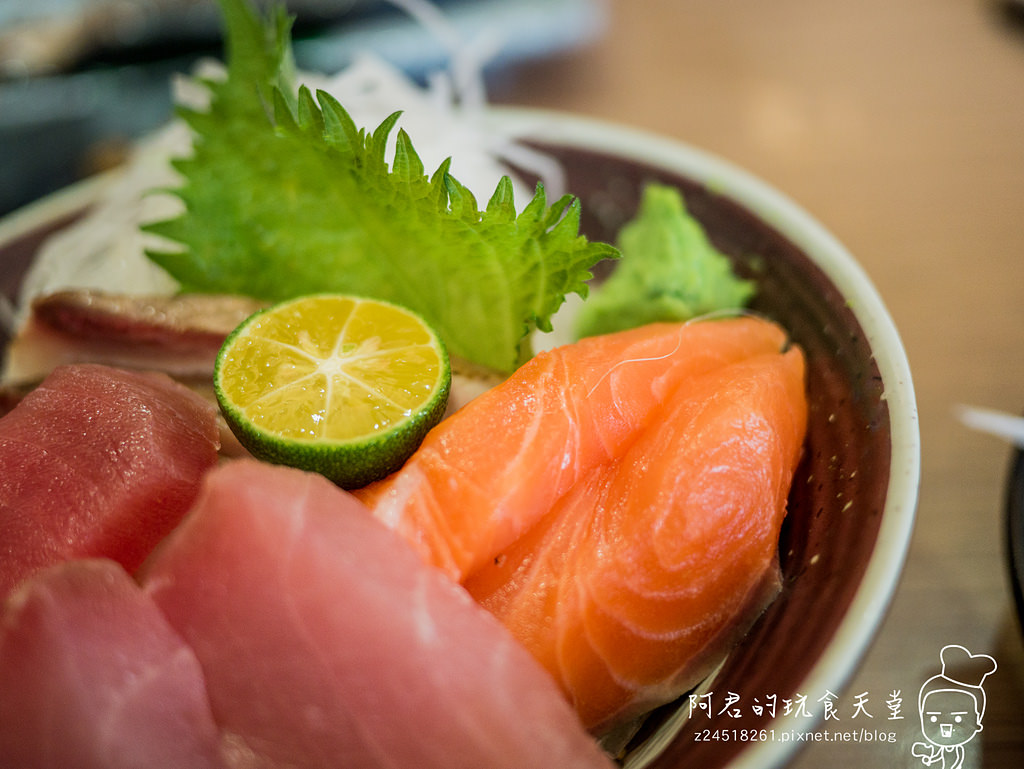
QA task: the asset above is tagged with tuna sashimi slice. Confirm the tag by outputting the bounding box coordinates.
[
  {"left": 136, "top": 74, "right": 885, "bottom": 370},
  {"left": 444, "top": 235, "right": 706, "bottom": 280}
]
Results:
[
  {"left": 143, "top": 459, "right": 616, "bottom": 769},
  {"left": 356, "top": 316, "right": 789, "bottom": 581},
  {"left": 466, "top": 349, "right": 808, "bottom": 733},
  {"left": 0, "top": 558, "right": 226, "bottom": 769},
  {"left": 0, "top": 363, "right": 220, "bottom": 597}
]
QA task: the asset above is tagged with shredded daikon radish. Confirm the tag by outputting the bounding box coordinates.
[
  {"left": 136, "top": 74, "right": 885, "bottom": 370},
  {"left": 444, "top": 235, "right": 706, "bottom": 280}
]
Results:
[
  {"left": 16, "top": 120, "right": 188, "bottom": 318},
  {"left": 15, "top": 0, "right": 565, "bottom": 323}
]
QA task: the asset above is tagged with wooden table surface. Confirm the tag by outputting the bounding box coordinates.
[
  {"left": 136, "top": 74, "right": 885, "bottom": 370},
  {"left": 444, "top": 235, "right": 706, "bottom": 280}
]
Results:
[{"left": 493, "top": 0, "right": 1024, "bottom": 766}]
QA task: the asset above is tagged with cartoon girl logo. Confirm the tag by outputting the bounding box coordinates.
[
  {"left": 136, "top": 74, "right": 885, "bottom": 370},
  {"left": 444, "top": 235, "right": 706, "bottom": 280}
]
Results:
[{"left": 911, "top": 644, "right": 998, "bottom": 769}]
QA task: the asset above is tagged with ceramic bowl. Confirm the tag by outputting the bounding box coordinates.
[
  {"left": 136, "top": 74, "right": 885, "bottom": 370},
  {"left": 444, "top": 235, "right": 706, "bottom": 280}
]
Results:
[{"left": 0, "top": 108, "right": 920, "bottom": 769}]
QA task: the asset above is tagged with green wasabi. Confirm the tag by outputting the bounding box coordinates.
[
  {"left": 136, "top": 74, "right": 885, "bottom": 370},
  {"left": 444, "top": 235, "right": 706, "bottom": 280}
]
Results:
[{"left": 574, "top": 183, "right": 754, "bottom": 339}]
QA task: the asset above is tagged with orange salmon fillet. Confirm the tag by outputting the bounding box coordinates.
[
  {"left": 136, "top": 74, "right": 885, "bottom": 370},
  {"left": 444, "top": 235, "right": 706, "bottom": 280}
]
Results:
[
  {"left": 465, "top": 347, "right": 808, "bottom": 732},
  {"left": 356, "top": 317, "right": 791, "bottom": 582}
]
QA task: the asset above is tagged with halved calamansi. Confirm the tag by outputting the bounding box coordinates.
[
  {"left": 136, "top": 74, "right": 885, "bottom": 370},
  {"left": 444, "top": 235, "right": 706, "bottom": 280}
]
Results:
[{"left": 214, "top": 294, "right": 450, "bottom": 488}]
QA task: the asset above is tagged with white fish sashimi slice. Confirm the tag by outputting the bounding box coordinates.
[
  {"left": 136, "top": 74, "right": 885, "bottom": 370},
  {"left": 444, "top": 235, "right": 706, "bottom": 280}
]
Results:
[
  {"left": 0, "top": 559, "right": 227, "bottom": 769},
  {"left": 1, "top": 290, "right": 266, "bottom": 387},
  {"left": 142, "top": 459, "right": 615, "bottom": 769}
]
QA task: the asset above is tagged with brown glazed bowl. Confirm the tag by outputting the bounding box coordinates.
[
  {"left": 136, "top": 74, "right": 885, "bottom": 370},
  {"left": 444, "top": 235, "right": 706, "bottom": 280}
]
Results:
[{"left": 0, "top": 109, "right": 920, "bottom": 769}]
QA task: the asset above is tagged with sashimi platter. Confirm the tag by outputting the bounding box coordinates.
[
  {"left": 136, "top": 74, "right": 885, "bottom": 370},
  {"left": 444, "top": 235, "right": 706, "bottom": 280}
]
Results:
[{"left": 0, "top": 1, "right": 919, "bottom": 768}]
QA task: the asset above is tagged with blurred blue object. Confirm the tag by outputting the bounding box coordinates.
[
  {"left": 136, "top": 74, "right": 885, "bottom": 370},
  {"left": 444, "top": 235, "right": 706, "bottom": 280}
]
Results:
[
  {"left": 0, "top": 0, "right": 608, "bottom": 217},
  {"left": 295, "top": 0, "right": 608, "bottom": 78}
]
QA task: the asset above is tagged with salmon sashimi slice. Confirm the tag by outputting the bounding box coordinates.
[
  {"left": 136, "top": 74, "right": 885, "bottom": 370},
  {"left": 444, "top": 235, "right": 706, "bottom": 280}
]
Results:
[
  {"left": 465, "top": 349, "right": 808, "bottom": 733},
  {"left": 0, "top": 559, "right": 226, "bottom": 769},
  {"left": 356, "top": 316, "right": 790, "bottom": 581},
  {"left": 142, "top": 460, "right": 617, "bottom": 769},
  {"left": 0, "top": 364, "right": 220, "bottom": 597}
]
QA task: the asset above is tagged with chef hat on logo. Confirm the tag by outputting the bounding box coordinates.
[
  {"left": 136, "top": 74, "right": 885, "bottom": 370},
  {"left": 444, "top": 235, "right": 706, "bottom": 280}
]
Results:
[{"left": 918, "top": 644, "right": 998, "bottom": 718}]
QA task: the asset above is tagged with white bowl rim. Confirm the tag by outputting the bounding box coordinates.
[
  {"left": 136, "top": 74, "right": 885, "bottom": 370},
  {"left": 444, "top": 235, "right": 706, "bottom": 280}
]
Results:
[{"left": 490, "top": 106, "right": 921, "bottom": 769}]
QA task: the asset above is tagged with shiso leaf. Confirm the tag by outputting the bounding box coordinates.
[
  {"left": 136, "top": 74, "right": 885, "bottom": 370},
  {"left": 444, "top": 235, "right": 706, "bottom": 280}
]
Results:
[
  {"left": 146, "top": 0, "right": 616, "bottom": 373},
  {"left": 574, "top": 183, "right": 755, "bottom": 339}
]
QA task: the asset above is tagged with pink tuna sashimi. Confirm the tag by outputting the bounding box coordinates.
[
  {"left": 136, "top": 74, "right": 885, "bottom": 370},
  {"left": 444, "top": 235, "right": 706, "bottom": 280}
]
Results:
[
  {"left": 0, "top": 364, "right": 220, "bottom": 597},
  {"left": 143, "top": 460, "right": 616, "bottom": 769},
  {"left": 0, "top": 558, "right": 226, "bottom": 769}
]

--

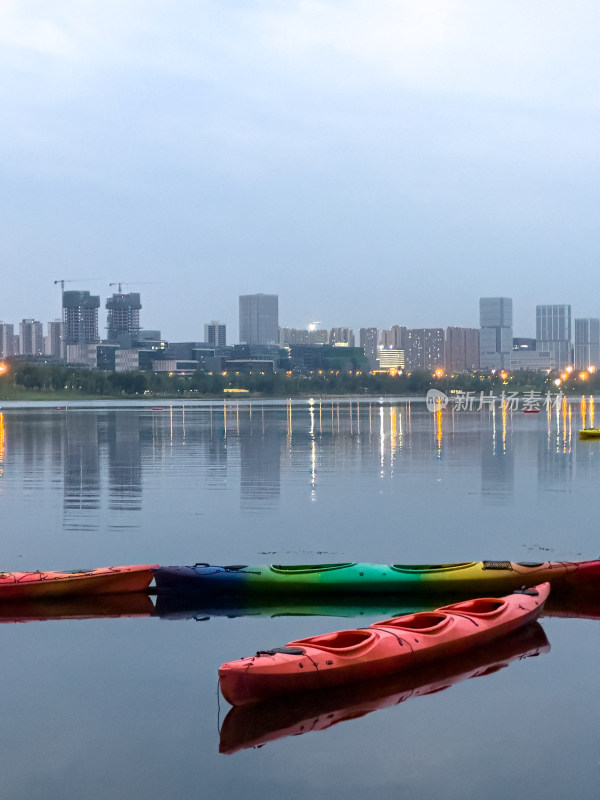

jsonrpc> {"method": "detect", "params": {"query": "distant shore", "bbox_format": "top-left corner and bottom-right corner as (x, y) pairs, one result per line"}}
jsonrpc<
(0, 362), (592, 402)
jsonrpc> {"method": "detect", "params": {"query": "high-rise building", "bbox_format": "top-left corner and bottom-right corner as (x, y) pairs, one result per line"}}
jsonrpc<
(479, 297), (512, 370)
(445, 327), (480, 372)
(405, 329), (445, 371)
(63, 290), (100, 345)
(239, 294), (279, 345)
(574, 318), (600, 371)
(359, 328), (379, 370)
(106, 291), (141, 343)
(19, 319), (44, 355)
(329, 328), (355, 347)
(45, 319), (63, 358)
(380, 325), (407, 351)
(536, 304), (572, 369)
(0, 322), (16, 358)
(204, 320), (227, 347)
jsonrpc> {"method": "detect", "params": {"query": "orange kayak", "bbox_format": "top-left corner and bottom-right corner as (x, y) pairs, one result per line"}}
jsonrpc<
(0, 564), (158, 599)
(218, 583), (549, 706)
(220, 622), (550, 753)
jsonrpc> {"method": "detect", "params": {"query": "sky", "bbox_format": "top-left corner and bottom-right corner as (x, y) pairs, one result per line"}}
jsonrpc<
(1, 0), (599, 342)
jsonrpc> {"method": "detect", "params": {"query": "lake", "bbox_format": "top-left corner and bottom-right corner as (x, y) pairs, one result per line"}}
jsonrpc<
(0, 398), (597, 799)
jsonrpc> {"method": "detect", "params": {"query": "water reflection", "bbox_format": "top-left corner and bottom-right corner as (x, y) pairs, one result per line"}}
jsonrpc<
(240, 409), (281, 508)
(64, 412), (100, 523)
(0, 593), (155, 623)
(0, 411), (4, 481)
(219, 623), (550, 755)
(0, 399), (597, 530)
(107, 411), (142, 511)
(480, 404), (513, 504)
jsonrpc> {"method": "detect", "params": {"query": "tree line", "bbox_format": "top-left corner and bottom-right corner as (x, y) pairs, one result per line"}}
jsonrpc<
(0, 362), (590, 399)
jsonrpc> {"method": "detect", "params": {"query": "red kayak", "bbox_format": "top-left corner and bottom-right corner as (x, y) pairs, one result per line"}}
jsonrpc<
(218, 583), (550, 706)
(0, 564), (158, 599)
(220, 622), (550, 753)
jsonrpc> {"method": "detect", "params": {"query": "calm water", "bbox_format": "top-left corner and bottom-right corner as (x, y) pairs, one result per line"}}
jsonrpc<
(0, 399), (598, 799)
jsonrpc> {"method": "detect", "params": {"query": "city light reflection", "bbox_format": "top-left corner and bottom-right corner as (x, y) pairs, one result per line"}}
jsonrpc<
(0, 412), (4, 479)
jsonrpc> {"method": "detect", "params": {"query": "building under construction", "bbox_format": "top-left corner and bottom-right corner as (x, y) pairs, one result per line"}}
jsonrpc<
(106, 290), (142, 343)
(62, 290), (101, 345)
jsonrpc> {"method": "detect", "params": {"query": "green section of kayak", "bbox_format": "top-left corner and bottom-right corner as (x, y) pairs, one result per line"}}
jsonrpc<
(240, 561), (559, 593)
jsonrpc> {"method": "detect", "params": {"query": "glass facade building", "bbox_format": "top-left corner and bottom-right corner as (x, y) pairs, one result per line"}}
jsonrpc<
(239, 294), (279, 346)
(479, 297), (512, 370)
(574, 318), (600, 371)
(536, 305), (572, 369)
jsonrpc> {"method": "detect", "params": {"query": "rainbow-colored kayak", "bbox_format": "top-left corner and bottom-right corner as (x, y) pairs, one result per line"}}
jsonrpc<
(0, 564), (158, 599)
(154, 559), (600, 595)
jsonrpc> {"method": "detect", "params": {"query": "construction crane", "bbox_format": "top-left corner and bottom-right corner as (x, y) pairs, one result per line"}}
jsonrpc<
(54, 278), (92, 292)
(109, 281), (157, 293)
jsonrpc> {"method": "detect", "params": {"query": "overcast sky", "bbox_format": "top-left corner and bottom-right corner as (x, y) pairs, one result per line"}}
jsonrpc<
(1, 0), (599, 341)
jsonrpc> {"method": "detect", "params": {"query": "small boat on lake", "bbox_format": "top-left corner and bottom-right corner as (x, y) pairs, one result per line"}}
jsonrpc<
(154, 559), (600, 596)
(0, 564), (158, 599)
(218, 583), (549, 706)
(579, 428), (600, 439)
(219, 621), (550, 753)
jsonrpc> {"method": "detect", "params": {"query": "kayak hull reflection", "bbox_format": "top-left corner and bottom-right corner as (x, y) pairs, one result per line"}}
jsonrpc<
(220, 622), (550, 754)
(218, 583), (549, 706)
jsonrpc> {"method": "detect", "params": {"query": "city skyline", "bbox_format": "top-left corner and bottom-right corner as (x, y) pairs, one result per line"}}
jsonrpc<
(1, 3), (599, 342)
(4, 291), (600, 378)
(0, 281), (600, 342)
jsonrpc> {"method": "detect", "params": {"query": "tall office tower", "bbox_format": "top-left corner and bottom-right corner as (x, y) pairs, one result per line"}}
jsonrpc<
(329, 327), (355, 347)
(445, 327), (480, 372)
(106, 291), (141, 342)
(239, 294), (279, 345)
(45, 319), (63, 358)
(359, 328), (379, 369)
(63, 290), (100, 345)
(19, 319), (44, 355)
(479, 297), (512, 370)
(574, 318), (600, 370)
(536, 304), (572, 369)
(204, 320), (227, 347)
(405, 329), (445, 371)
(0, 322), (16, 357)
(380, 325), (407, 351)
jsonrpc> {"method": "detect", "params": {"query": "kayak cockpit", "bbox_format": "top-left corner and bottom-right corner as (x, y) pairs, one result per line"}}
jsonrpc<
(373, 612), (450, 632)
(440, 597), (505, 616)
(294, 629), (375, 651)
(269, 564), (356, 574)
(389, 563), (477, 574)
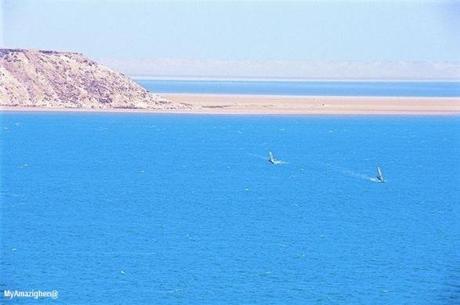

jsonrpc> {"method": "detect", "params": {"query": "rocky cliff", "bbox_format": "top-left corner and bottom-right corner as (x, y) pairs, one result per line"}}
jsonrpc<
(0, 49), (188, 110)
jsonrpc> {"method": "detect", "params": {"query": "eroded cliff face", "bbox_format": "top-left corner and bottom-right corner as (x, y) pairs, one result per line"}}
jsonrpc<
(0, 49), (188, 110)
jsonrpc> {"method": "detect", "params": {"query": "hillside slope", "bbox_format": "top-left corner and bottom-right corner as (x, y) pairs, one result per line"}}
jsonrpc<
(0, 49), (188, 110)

==

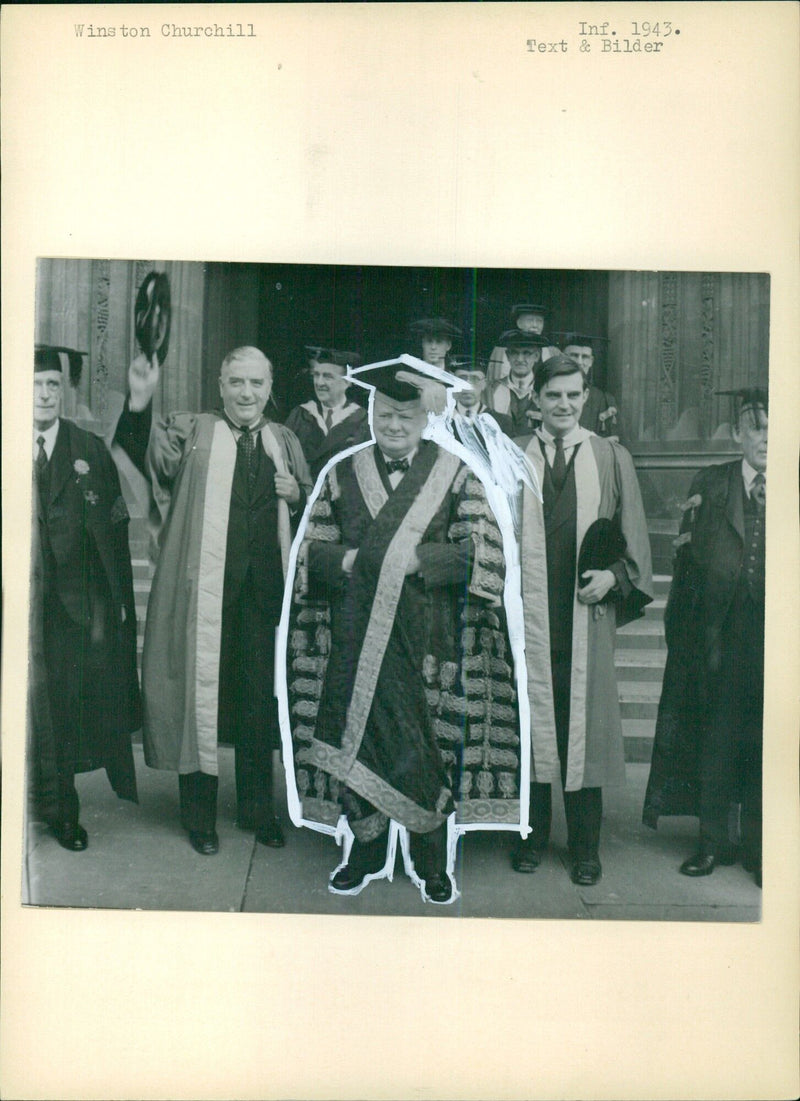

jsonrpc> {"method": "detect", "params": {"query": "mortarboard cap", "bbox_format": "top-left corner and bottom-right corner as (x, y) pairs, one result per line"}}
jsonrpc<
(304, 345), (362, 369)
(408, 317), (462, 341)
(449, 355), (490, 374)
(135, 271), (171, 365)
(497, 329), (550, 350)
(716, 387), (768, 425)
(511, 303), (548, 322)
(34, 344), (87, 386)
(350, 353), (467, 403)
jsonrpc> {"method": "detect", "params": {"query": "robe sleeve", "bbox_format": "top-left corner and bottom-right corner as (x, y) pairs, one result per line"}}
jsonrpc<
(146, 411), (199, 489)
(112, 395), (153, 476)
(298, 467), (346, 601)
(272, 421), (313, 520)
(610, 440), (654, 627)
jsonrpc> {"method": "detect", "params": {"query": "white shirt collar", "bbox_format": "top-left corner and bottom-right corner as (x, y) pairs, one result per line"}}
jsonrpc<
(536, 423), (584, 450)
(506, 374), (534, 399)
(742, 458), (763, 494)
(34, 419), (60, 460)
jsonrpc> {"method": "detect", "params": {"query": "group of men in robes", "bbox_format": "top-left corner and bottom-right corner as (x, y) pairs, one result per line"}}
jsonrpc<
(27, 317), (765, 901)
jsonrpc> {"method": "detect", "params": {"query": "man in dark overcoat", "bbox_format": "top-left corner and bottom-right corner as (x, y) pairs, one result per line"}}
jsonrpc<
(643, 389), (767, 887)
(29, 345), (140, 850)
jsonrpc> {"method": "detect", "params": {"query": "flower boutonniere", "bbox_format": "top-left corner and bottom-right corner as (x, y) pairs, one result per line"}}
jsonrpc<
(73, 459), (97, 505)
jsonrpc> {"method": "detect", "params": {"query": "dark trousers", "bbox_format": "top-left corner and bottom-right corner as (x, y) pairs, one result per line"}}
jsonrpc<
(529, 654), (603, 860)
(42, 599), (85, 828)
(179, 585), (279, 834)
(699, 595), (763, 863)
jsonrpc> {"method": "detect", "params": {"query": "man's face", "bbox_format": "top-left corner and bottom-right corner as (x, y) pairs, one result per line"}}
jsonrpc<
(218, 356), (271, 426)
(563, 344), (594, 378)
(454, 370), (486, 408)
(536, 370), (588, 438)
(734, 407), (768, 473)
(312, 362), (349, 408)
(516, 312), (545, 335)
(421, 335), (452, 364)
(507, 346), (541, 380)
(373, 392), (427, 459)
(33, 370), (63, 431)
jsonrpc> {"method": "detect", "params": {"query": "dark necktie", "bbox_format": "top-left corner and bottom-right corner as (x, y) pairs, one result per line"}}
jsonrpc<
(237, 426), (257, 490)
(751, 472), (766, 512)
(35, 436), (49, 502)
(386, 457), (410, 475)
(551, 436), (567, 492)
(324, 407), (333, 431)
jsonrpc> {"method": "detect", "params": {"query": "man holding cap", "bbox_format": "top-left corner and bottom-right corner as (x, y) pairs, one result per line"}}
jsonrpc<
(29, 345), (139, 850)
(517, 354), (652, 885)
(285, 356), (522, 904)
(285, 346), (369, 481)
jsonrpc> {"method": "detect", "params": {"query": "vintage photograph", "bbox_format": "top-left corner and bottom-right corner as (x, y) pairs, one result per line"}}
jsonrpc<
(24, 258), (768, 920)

BRIEF. Copy out every line above where "logo" is present.

PROBLEM SOLUTION.
QA task: the asset above is tagged with cartoon girl logo. Confirm the tag by outputting the bounding box coordinates.
QA task: the asset above is tagged with chef hat on logo. Confirm the tag by outputting the bounding box coordinates.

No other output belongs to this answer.